Directive 1 :: Can you print these lines from the entries below word for word, starting with the line containing "tag the dog's mouth" and going on through the line containing "<point>786,568</point>"?

Selected excerpt ::
-- Start --

# MK4 R32 air ride, where can I get it



## gump1119 (Sep 26, 2003)

Alright so I've searched for like half an hour, found these old ass posts with links to websites that supposedly sell air ride kits for the 04 .:R but none of them actually have them on their sites.
I'm looking for something with the height adjustability that air ride offers but am primarily focused on handling and ride comfort. I don't necessarily need a kit that will slam my car to ground. I'm also not planning on Auto-X'ing either. I'd just like to be able to handle my own on the occasional track day and during regular spirited driving. I'd be rolling on stock wheels. I'd also prefer not to spend a fortune, what kinda prices am I looking at for a good system?

-- End --

Supplied material ::
-- Start --

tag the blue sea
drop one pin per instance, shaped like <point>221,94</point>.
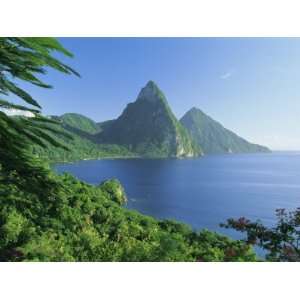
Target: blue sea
<point>202,192</point>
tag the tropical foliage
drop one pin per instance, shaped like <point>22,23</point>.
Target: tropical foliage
<point>282,242</point>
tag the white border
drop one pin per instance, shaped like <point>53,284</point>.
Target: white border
<point>150,18</point>
<point>153,281</point>
<point>139,280</point>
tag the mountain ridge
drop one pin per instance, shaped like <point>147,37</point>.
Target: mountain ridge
<point>213,137</point>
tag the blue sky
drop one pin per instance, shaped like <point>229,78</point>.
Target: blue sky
<point>250,85</point>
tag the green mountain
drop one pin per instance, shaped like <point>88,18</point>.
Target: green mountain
<point>79,122</point>
<point>148,127</point>
<point>213,137</point>
<point>82,145</point>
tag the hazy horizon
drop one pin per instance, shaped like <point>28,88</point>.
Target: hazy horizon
<point>249,85</point>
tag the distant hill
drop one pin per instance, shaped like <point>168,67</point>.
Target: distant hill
<point>149,128</point>
<point>213,137</point>
<point>80,122</point>
<point>146,128</point>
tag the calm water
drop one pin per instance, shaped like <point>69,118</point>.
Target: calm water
<point>202,192</point>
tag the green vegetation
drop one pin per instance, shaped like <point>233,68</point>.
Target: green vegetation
<point>149,128</point>
<point>47,217</point>
<point>213,137</point>
<point>80,146</point>
<point>282,242</point>
<point>79,122</point>
<point>73,221</point>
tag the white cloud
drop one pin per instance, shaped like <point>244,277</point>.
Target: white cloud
<point>226,75</point>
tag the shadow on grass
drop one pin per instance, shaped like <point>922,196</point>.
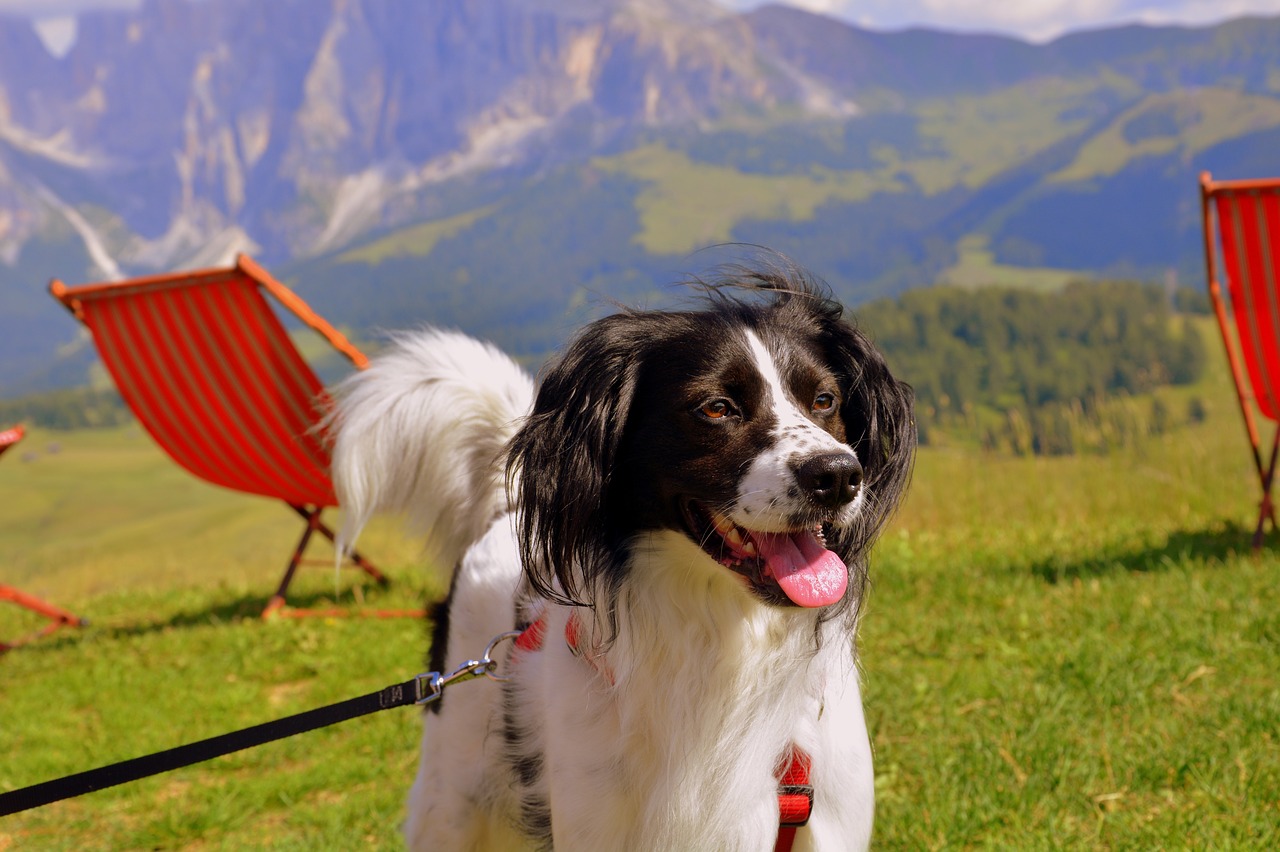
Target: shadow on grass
<point>223,607</point>
<point>1216,544</point>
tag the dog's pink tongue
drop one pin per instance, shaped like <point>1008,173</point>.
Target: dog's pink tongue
<point>809,573</point>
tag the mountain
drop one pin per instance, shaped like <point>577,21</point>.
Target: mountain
<point>512,166</point>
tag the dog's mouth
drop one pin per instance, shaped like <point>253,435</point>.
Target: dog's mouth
<point>786,568</point>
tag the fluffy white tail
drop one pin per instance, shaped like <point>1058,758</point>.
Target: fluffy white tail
<point>421,433</point>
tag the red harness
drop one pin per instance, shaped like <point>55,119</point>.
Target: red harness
<point>795,791</point>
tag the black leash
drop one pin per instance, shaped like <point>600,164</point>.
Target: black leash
<point>420,690</point>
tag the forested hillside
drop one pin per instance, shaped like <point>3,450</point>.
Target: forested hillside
<point>1041,372</point>
<point>1014,370</point>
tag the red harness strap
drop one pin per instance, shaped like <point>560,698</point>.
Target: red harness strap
<point>795,791</point>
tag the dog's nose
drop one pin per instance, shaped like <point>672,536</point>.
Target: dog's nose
<point>830,480</point>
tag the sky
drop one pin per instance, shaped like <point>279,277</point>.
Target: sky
<point>1029,19</point>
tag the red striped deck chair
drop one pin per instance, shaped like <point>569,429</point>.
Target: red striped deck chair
<point>1242,250</point>
<point>58,618</point>
<point>209,370</point>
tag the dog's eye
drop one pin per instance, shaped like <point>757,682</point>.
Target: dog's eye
<point>717,408</point>
<point>824,402</point>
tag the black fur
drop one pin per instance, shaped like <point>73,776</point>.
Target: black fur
<point>609,413</point>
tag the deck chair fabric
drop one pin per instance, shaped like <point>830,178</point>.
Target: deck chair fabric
<point>58,618</point>
<point>1242,248</point>
<point>209,370</point>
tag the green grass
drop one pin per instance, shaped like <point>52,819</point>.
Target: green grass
<point>1070,653</point>
<point>977,266</point>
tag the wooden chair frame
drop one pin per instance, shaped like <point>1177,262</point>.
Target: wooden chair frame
<point>58,618</point>
<point>209,370</point>
<point>1242,250</point>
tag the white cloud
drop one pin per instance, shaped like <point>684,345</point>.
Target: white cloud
<point>1031,19</point>
<point>60,8</point>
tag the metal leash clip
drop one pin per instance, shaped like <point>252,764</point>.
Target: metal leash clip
<point>430,685</point>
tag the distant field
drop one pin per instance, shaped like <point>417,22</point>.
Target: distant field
<point>1070,653</point>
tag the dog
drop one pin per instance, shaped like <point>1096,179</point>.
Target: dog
<point>679,520</point>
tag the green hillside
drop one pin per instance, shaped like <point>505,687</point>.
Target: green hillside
<point>1056,651</point>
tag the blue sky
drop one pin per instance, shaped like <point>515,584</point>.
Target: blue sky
<point>1031,19</point>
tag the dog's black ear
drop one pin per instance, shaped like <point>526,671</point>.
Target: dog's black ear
<point>561,462</point>
<point>880,425</point>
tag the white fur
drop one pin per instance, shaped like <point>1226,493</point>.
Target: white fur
<point>421,433</point>
<point>762,503</point>
<point>673,738</point>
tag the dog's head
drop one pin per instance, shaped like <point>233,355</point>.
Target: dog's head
<point>764,427</point>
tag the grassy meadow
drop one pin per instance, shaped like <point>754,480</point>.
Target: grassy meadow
<point>1059,653</point>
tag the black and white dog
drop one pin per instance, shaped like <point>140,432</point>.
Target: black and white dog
<point>681,516</point>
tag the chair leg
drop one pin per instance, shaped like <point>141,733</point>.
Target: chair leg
<point>278,604</point>
<point>364,564</point>
<point>1266,508</point>
<point>59,618</point>
<point>312,518</point>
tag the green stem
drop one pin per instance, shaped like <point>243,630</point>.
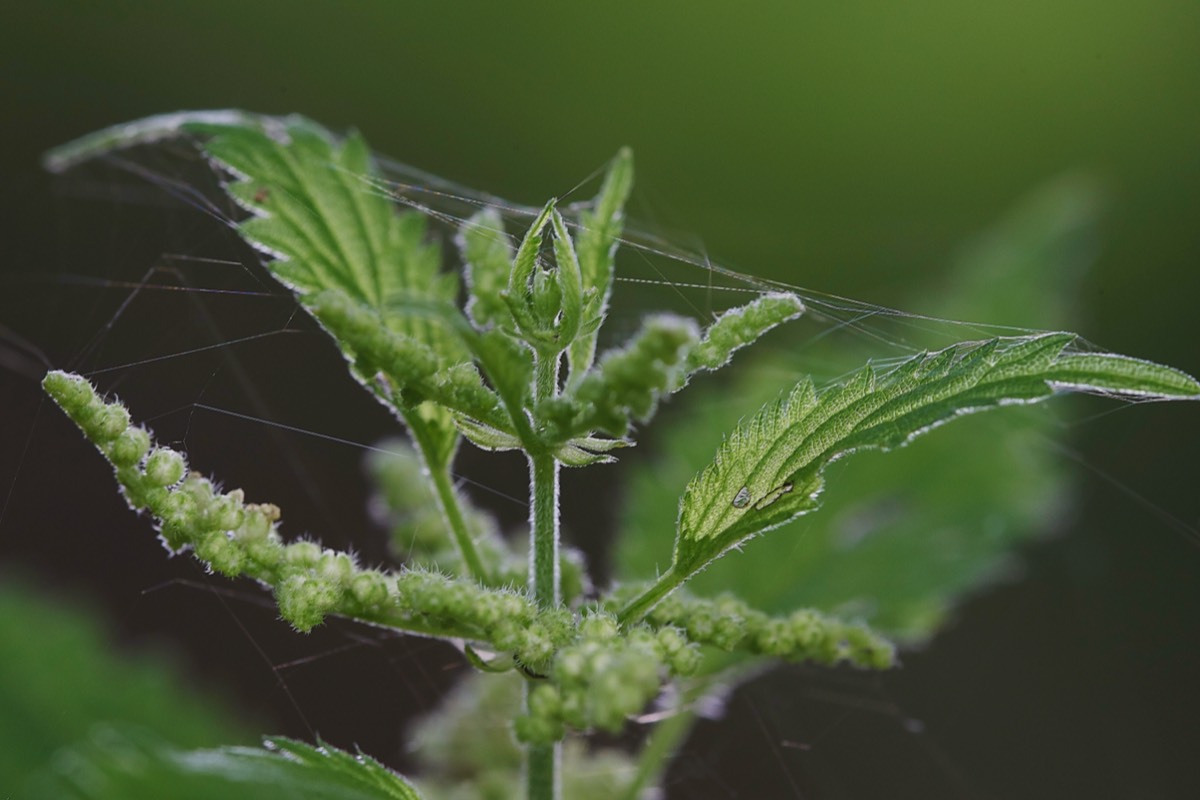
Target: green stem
<point>640,606</point>
<point>448,498</point>
<point>543,761</point>
<point>544,578</point>
<point>541,771</point>
<point>659,747</point>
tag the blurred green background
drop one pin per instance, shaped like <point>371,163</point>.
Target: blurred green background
<point>851,149</point>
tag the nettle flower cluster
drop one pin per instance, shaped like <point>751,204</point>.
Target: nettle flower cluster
<point>505,356</point>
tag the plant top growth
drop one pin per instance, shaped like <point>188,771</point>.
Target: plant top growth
<point>507,354</point>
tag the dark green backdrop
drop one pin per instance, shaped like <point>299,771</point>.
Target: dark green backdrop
<point>846,146</point>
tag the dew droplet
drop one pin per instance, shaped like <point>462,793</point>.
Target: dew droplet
<point>742,499</point>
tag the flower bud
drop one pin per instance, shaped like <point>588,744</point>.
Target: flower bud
<point>129,447</point>
<point>165,467</point>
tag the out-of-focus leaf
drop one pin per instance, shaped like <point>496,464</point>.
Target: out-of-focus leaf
<point>59,677</point>
<point>123,764</point>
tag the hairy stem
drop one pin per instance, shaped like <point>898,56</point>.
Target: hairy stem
<point>543,761</point>
<point>448,499</point>
<point>658,750</point>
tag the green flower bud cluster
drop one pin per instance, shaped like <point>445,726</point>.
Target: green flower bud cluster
<point>229,535</point>
<point>741,326</point>
<point>406,505</point>
<point>627,383</point>
<point>463,750</point>
<point>234,537</point>
<point>411,368</point>
<point>805,635</point>
<point>604,677</point>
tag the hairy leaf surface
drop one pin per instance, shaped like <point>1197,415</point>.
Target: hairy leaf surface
<point>769,470</point>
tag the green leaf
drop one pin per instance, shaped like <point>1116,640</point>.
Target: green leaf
<point>769,470</point>
<point>887,549</point>
<point>595,246</point>
<point>487,257</point>
<point>60,675</point>
<point>123,764</point>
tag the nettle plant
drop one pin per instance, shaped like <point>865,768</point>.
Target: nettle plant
<point>504,354</point>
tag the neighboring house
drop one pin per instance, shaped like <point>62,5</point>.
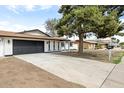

-- End --

Directive 2 :: In the forum thread about MK4 R32 air ride, what wheels does the poster say they would be rolling on?

Written response 1 ::
tag the dog's mouth
drop one pin per instance, shaped like <point>253,435</point>.
Target: dog's mouth
<point>786,568</point>

Written response 2 :: Stock wheels.